● **Stated problem**
Edit every one of the records below by replacing "innermost" with "most central", leaving everything else unchanged. Omit the pictures from your answer.

(Point labeling dataset excerpts)
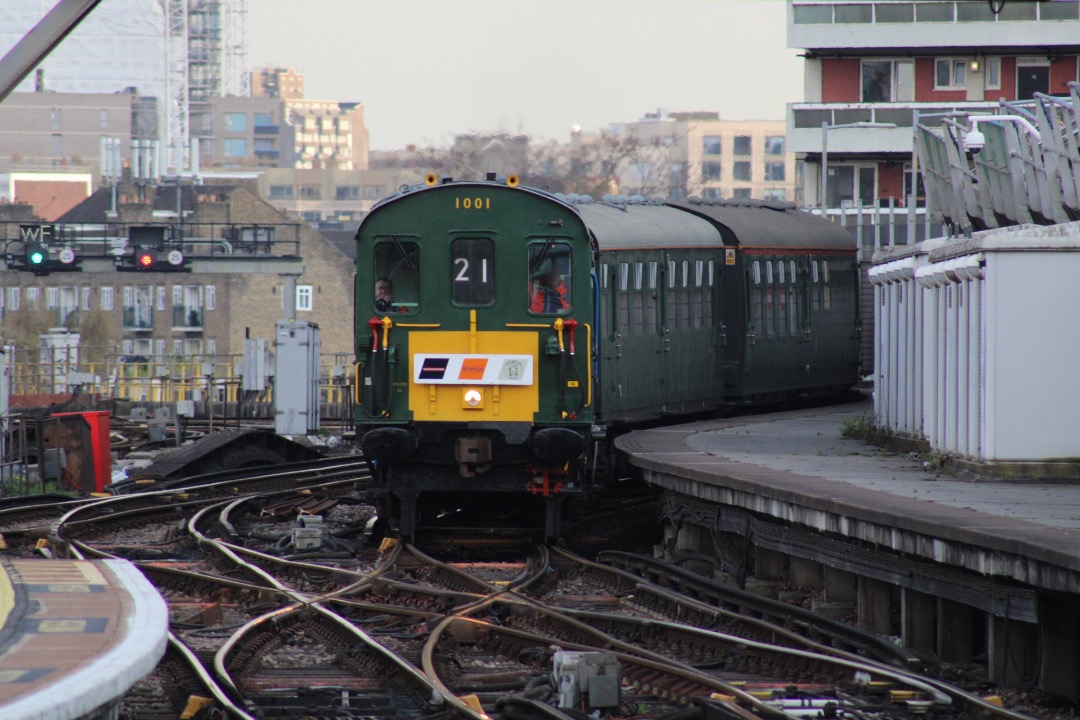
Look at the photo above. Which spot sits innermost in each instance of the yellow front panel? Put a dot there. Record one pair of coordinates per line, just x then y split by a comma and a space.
501, 403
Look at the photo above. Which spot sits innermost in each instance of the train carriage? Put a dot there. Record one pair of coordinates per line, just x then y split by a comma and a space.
792, 301
504, 334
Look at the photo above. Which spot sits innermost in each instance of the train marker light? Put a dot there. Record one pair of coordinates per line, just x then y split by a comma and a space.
144, 259
472, 399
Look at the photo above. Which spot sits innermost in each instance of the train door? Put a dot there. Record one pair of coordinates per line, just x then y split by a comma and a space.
691, 329
631, 289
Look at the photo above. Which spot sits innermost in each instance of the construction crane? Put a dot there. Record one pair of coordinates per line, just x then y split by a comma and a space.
28, 52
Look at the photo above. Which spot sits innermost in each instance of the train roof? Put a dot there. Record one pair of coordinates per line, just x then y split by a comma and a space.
770, 225
642, 226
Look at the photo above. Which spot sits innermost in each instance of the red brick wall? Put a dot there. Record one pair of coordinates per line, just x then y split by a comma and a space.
1062, 72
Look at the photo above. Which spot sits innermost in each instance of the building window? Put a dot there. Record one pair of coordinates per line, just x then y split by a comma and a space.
235, 122
950, 73
304, 298
888, 81
774, 145
235, 147
993, 69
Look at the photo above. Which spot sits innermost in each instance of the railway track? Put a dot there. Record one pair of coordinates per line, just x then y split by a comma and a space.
508, 629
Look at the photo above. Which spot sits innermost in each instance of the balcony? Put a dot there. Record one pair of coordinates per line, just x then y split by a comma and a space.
819, 25
187, 317
805, 121
139, 317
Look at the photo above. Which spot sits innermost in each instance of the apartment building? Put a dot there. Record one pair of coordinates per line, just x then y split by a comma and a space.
279, 127
333, 197
876, 68
49, 131
197, 314
682, 154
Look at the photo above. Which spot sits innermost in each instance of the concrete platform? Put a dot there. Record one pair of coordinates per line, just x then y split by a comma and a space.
75, 635
796, 467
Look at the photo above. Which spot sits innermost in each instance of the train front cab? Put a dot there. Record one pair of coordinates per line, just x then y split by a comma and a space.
473, 381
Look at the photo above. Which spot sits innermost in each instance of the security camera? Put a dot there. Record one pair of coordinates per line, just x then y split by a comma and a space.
973, 141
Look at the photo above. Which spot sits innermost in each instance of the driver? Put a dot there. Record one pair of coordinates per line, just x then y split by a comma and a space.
385, 295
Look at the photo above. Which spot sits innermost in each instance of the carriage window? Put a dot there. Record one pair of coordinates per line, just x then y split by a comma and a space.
472, 266
396, 276
781, 309
549, 272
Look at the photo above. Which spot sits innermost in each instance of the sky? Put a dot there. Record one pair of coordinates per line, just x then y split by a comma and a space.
427, 70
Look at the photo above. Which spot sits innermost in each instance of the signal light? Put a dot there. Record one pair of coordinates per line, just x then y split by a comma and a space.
144, 259
36, 255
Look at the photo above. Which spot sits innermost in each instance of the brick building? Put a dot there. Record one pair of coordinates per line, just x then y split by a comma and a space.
191, 314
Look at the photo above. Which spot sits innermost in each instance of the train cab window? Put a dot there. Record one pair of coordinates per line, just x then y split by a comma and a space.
396, 277
472, 271
549, 273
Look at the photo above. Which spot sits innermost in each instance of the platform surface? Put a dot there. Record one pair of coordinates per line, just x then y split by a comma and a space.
75, 635
798, 467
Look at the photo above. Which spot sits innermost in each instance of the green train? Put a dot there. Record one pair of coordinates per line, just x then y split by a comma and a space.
504, 335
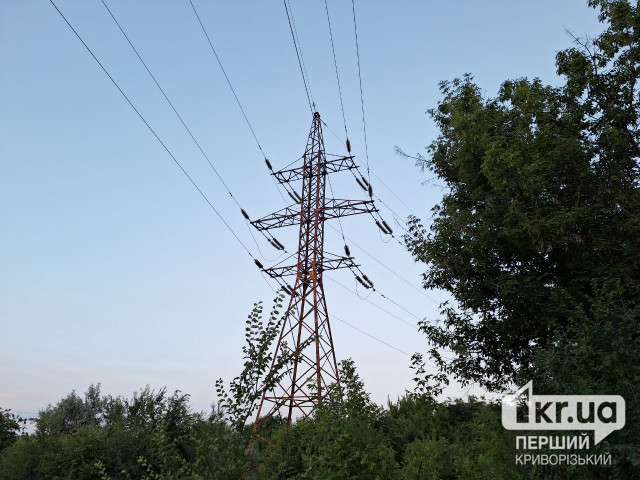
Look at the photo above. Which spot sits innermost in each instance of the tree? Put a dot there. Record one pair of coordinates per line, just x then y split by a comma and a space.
537, 235
542, 208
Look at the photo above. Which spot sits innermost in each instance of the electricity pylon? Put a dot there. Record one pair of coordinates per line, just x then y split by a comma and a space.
306, 331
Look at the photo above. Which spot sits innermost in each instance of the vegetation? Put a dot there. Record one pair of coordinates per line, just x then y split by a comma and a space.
536, 239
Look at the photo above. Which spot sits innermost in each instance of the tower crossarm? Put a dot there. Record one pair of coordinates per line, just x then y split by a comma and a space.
333, 208
327, 264
330, 166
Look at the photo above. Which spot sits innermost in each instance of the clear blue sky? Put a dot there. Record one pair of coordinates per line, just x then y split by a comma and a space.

● **The output**
Look at the photo above. Which spot sits most central in each instance of the yellow front panel? Put a dot there. Record one pair of coordinates per line, just x then y split by a comma and a space.
501, 403
Look at the photo above. Which spot sits most central in each instance of the train carriage? Put a dot there. Record one pair of coordinates per line, just x then y split by a comma and a space.
792, 301
504, 334
Look at the photo above. Which spot sits most central in each instance of the train marker light? Put a dot there. Record one pair of coordinates per line, just x then y split by a comma and a space.
144, 259
472, 399
Look at the photo above. Which spot sits most central in each instance of the train door? Put a dot there. Record one pair of coordinates per line, just x then y split by a comma and a space.
691, 329
631, 289
Look at the photo above. Which spot sits most central in each instance of the construction crane? Put a dot there. Record one pair of coordinates per line, just x then y split by a comma and a space.
28, 52
Look at the photo above. Which spot sits most central in each instance of the train roof? Put a dot there. Record one pair of coordinates per line, just x then y split by a comma and a space.
770, 225
642, 226
Look at the photo above. Which spot sits most central in each instance of the red brick wall? Put a dot there. Record one pair of coordinates per line, just x then y split by a comma and a space.
1062, 72
Look at the photo above. Which spot sits most central in each instance of the building window? Put a dot there. Record one pair of coordinates per line, just x then y split by a comma and a space.
235, 122
950, 73
304, 298
888, 81
774, 145
235, 147
993, 69
Look at the photo above. Which spot sits most central in each instance of the railway track? Put a dot there. Record one pair of coordinates per line, just x then y split by a comma and a space.
508, 629
Look at the photo above. Which spot sits most central in each instance of the balcony? Put a dot there. Record one pair of coordinates per line, just x then y split by a comma and a space.
819, 25
187, 317
805, 121
139, 317
Look at the photo above. Which spot sits most central in each instance of the apartment building? Put a dot there. Record one pair of coordinates per line, just x then y split by a comma and a space.
279, 127
333, 197
876, 68
49, 131
197, 314
682, 154
Look at the photo above. Which spot sits most central in each instance of the concrete platform? Put a dot there. Record one pair of coordinates per line, just x then y split by a comma and a space.
75, 635
796, 467
Look at the photo above. Which spot sits most central in each instance of the train front cab? Put a dot there. Record one pair of coordinates per line, just x then y split by a comma and a space.
473, 381
Look at the photo above. Which spot sits most central in each instance of the security camera? Put a dot there. Record one pair of coordinates per line, just x then y split by a comma and a space.
973, 141
Look at the photo above. Which spot sits most central in each instance of the driver? Put a dot there. Record one pair of coordinates per line, just x then y split by a comma and a space.
385, 295
Look at the photo above. Which spot sits most central in each instance of the carriage window? Put a dot there. Record one pair of coordinates per line, just x then y split by a comma and a space.
472, 266
396, 276
781, 309
549, 272
Look at the photo above. Which spot sits most central in each instance of the sky? Put a dot there. Record one pair of coordinates per line, just x then y split by a comma and a space.
427, 70
Look at the photo above. Which spot sits most central in each instance of the signal light? Put a dot there. Record one pair of coordinates per line, just x then y split by a comma and a space.
144, 259
36, 255
Look at the photo above. Which spot sits most central in each instance of the brick building? Put a dot there. Record one pair of coordinates per line, just x then y split by a comma and a space.
191, 314
Look at the photo above. Which spot sits most central in each instance of the train cab window? Put a dot there. Record one pair of coordinates per line, just x then y split by a comma and a space.
396, 277
472, 271
549, 273
Look at the photo above. Which spot sits most central in each instance of the platform surface? Put a dot there. Record one pair of coordinates per line, just x then y split by a comma and a space.
75, 635
798, 467
Look at the photo above. Which spot sits most central in each instance of the green train? Put a dot there. Record one pair of coordinates per line, just x then y split by a comma and a space.
504, 335
Look at the photo above. Which spot sits most central in each instance of the tree? Put a dot there. Record one pair of coordinates per line, just x then y split by a comma and a space.
537, 235
542, 208
Look at the photo above. Which spot sits most central in each instance of the electricity pylon? Put a dot there. Record one pair of coordinates per line, just x then y split by a comma and a space.
306, 331
Look at the photo above. Which spot sits most central in each instance of the vegetation? Put a dot there. Record one pair of coordinates per line, just x then y split by a comma and a space.
536, 239
Look at the photo above. Which spot sits most central in each instance of the tower crossarm? Put a dot there. Record one pair of coordinates per line, just x then y split by a comma and a space.
333, 208
327, 264
330, 166
Look at the photo above. Which spot sits most central in each instance of the clear blue sky? Put a dot there. Record one pair of coordinates per line, just x then y split by a comma and a space.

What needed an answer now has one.